___ Recorded data
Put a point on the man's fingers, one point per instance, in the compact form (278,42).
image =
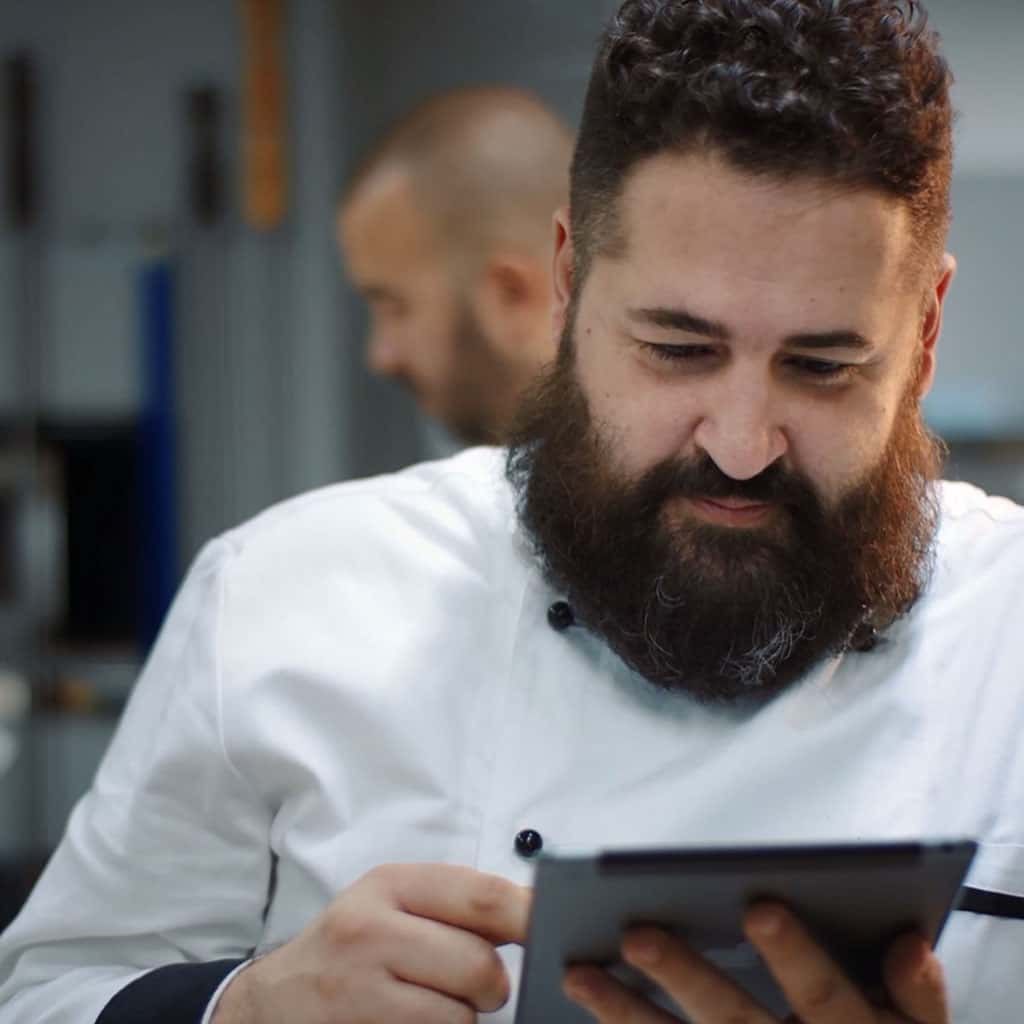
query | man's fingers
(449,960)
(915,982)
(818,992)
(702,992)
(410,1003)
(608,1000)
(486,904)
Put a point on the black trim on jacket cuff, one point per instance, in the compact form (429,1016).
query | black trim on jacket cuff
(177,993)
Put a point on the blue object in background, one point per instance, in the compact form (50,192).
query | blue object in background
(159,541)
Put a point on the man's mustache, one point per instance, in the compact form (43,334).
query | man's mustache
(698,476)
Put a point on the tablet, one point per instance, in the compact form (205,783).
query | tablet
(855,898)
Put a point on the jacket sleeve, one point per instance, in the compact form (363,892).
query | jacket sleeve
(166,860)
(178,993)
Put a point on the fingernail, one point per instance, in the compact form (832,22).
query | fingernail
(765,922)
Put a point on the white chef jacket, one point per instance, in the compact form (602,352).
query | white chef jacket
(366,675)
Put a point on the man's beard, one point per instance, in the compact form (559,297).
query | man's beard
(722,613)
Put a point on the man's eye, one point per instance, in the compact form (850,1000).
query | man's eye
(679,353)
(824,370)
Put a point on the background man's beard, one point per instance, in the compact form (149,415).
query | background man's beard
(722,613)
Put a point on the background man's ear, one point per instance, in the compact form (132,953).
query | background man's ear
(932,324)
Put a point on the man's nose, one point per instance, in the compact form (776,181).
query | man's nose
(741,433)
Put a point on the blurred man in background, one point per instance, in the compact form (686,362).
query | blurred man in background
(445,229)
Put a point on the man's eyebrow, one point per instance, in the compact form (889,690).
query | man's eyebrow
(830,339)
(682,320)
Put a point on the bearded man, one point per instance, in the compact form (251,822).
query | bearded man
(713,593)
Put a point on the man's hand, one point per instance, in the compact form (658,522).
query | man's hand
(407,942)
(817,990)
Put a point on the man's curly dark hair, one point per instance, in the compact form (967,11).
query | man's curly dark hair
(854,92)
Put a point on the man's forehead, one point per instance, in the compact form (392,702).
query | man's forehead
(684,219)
______
___ Recorded data
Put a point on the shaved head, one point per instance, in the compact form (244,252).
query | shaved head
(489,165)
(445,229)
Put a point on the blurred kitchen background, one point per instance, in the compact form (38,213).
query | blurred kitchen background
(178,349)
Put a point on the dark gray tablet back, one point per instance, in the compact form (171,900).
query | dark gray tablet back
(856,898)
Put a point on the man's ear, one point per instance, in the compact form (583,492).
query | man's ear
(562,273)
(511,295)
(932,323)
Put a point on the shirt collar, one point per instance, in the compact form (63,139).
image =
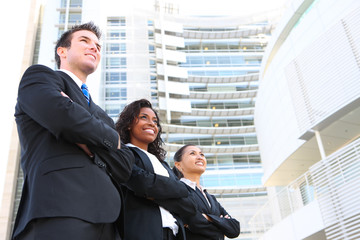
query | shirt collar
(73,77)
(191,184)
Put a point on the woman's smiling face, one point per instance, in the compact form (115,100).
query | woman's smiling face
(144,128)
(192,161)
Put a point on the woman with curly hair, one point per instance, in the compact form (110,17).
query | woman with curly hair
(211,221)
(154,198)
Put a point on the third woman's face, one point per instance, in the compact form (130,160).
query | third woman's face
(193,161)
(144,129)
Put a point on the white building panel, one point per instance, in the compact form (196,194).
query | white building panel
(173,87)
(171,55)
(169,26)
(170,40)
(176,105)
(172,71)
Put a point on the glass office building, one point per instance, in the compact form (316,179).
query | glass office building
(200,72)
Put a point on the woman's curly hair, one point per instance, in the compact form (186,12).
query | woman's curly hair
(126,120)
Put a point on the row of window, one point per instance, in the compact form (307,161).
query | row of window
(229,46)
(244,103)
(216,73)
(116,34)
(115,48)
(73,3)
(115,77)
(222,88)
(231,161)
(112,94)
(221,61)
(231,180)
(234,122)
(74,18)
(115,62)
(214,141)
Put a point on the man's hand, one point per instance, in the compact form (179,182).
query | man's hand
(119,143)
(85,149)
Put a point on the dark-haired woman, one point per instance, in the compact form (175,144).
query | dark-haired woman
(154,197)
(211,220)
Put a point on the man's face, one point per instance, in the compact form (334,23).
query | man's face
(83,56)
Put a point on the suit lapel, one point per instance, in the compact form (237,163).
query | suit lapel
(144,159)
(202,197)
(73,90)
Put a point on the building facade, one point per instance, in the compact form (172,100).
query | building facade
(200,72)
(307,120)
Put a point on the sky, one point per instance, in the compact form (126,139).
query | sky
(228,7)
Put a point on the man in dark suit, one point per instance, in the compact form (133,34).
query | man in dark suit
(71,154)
______
> _Task directions_
Report each line of the records that contains the string "with", matching its case exactly.

> _Correct response_
Put a point on the woman with curly hair, one point per instance, in the compact form (110,17).
query | woman with curly hair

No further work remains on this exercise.